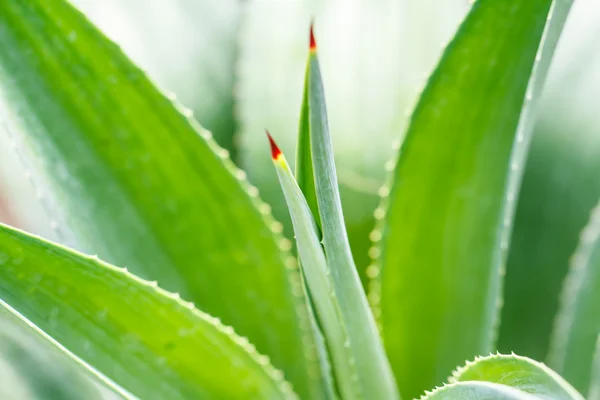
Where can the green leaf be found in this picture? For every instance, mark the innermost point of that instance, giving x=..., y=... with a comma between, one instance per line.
x=520, y=373
x=318, y=279
x=304, y=164
x=577, y=323
x=30, y=369
x=477, y=391
x=140, y=337
x=594, y=392
x=559, y=189
x=202, y=76
x=445, y=233
x=374, y=374
x=364, y=98
x=144, y=186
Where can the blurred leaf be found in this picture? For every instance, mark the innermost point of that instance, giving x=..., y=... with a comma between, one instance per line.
x=144, y=339
x=577, y=324
x=29, y=368
x=144, y=186
x=445, y=232
x=198, y=72
x=560, y=187
x=519, y=372
x=365, y=98
x=373, y=371
x=477, y=391
x=594, y=392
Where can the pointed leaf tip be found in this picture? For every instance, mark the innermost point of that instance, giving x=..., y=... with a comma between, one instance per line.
x=275, y=152
x=313, y=42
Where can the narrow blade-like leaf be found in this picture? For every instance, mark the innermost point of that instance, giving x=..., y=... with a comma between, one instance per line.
x=374, y=374
x=144, y=185
x=594, y=392
x=577, y=325
x=443, y=240
x=304, y=164
x=519, y=372
x=318, y=278
x=31, y=369
x=477, y=391
x=144, y=339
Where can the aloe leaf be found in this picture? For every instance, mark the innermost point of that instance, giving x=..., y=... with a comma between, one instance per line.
x=559, y=189
x=142, y=185
x=318, y=278
x=304, y=163
x=443, y=238
x=374, y=375
x=203, y=76
x=594, y=392
x=29, y=368
x=519, y=372
x=477, y=391
x=142, y=338
x=577, y=324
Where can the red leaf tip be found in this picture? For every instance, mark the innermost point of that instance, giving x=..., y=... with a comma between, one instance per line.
x=275, y=152
x=313, y=42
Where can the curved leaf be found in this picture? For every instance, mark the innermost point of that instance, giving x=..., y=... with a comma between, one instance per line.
x=144, y=339
x=477, y=391
x=445, y=233
x=144, y=185
x=520, y=373
x=577, y=324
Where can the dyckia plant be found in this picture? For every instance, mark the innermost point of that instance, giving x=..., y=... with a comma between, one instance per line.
x=212, y=303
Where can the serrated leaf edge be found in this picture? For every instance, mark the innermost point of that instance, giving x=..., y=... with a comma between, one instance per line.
x=275, y=374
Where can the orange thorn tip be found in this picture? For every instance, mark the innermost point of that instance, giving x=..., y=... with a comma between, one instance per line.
x=313, y=42
x=275, y=152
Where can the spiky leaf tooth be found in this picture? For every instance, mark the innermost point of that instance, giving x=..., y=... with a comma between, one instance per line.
x=375, y=376
x=449, y=210
x=141, y=340
x=372, y=372
x=318, y=279
x=476, y=391
x=304, y=164
x=518, y=372
x=144, y=185
x=577, y=324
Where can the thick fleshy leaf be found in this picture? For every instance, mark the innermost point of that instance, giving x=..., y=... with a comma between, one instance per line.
x=143, y=185
x=304, y=165
x=146, y=340
x=520, y=373
x=559, y=188
x=202, y=77
x=444, y=236
x=366, y=99
x=373, y=371
x=477, y=391
x=577, y=325
x=30, y=369
x=318, y=279
x=594, y=392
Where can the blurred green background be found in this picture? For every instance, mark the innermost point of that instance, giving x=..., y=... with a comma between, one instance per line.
x=239, y=65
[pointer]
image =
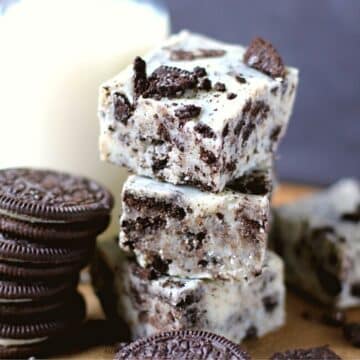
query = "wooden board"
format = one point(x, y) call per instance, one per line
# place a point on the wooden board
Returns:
point(298, 331)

§ REQUIRED WORK
Every entry must be transcribed exactly. Pictures do not belong in the copy.

§ RESPONSE TO THE TASK
Where can the green leaf be found in this picture? For every instance, mark the innermost point of that instance, giving x=..., y=... with a comma between, one instance per line.
x=520, y=373
x=318, y=279
x=304, y=164
x=577, y=323
x=30, y=369
x=477, y=391
x=140, y=337
x=594, y=392
x=559, y=189
x=202, y=76
x=445, y=233
x=374, y=374
x=364, y=98
x=144, y=186
Where can the blurred leaf be found in this picture? For every instance, mark the innermost point of that instance, giving x=..., y=... with a comma between, one instance per line.
x=144, y=339
x=577, y=324
x=29, y=368
x=144, y=186
x=445, y=232
x=198, y=72
x=560, y=187
x=519, y=372
x=365, y=98
x=373, y=371
x=477, y=391
x=594, y=392
Where can the pointed leaf tip be found in this picture? For every instance, mark the innermost point of that instance, giving x=..., y=... with a comma between, one instance per line.
x=275, y=152
x=313, y=42
Where can the narrow blade-like leaf be found in this picture? For every instance, mark the innermost point of that instance, giving x=..., y=... with a comma between, one instance per line.
x=374, y=374
x=144, y=185
x=594, y=392
x=577, y=325
x=443, y=240
x=304, y=164
x=519, y=372
x=318, y=278
x=31, y=369
x=477, y=391
x=144, y=339
Where can the aloe leaf be found in this picture? For every instance, mark the innermost point of that instance, giving x=..., y=... with a comma between, one instance per line.
x=559, y=189
x=142, y=185
x=318, y=278
x=304, y=163
x=443, y=238
x=374, y=375
x=203, y=76
x=594, y=392
x=29, y=368
x=519, y=372
x=477, y=391
x=142, y=338
x=577, y=324
Where can the red leaf tip be found in this picture? For every instance, mark the innermost point of that instance, giving x=..., y=... with a comma between, one instance per line.
x=275, y=152
x=313, y=42
Where can the curved leaf be found in this picture? For every instance, mark the innermost point of that instance, giving x=..., y=... with a comma between, one instance per line.
x=144, y=339
x=477, y=391
x=445, y=233
x=144, y=185
x=520, y=373
x=577, y=324
Where can the dyckia plant be found in this picture? For every instance, mark the innermost point of that instance, giving x=..., y=... with a comma between, one instance per line.
x=212, y=303
Where can the serrated leaf edge be found in this picture? For every instance, mark the innermost point of that instance, giving x=..., y=... with a comma between, one instance per line.
x=275, y=374
Where can the orange thorn tip be found in this picture? For every instance, mark the innermost point of that instance, giving x=..., y=... with a comma between, one instance per line.
x=313, y=42
x=275, y=152
Where can the spiky leaf tooth be found in this picture? For every instance, mark the innermost point of that instance, giving x=..., y=... with a comma between, one instance per line.
x=375, y=376
x=449, y=210
x=141, y=340
x=372, y=372
x=318, y=279
x=476, y=391
x=304, y=164
x=518, y=372
x=144, y=185
x=577, y=324
Where can the thick fleshy leaf be found in this picture? For every instance, mark the innermost point of that instance, giving x=..., y=... with a comma between, one instance per line.
x=143, y=185
x=304, y=165
x=146, y=340
x=520, y=373
x=559, y=188
x=202, y=77
x=444, y=236
x=366, y=99
x=373, y=371
x=477, y=391
x=577, y=325
x=30, y=369
x=318, y=279
x=594, y=392
Where can the blurred green background be found in this picture? For every instance, mark the innermost point of that instance, giving x=..., y=... with a comma between, one instance per line.
x=239, y=65
[pointer]
image =
query = "wooden board"
format = one point(x, y) call per instance, one per line
# place a point on the wooden board
Returns:
point(298, 331)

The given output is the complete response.